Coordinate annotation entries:
++++++++++
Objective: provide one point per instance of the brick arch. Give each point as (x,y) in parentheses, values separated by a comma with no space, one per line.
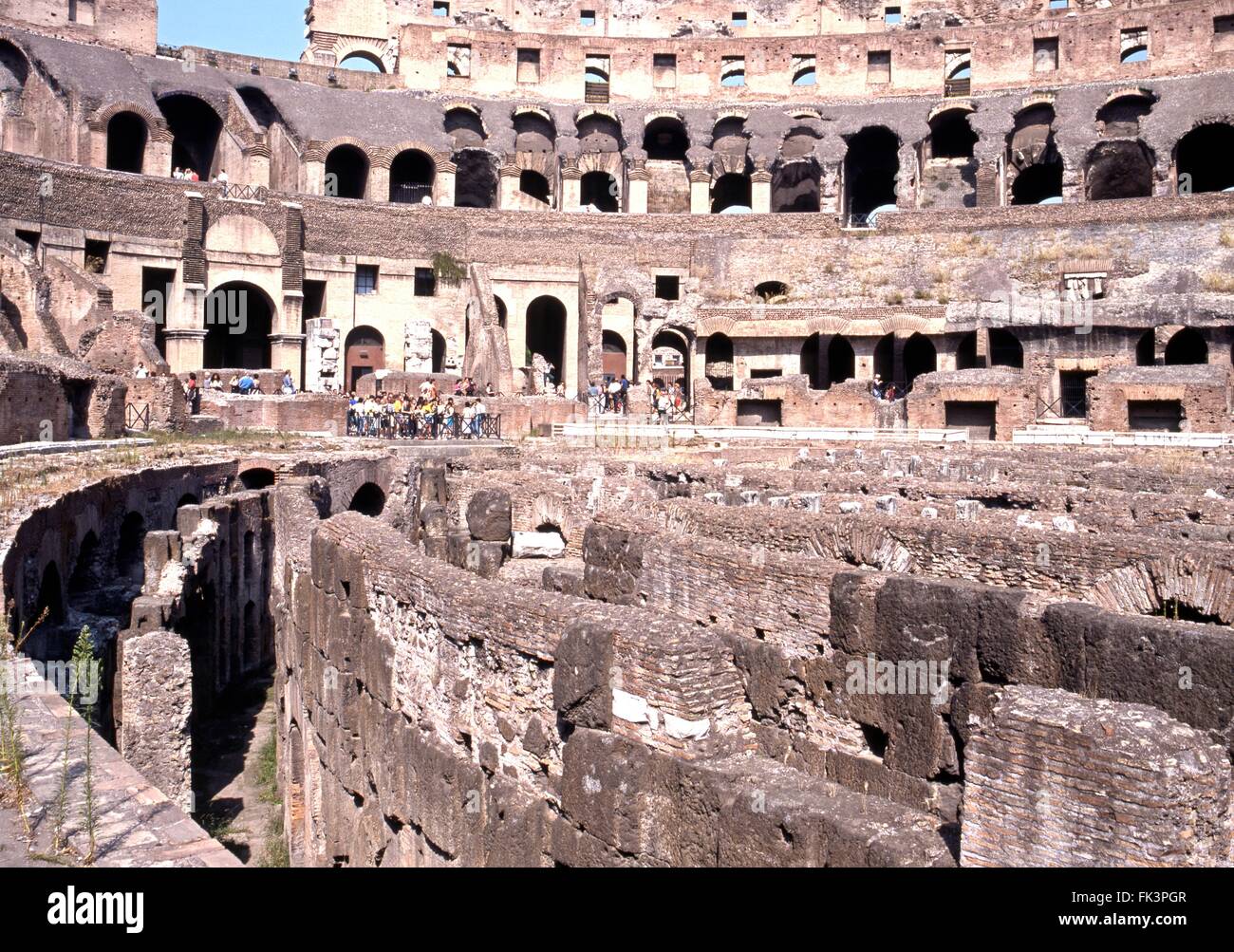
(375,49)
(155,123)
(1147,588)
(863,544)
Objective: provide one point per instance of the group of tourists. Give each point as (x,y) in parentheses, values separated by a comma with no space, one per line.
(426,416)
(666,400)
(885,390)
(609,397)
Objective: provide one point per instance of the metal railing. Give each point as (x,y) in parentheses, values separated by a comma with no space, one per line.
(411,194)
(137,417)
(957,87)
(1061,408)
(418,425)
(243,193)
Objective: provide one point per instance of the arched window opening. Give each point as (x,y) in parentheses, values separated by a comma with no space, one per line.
++++++++++
◆ **What is required**: Rewrite all of the lines above, including the ones that describe what to mark, and scale every point coordinate by 2.05, rounding to the nearest whole number with halves rounded up. Leave the pictures out of your reply.

◆ **Solution below**:
Objective: provide one point per instance of the brick arch. Give each point as (x,y) in parentheses, values separated by a comma with no space, one per line.
(769,100)
(318,252)
(2351,1205)
(1769,1115)
Objective: provide one point per instance of the group of tourists. Give each point as (x,y) in parentheses, values separated by a comma with no space, one per line.
(873,853)
(1365,820)
(1814,800)
(1248,814)
Objective: provide one point per instance of the metal railing. Give each point as (x,y) in parentheses, values separated by a comma with no space, one per line.
(843,398)
(281,855)
(1962,178)
(2175,836)
(857,871)
(498,396)
Objective: provide one point per instance of the arched window opening. Give each point as (x,y) in parentheses, values separated by a comma with no space, one per line.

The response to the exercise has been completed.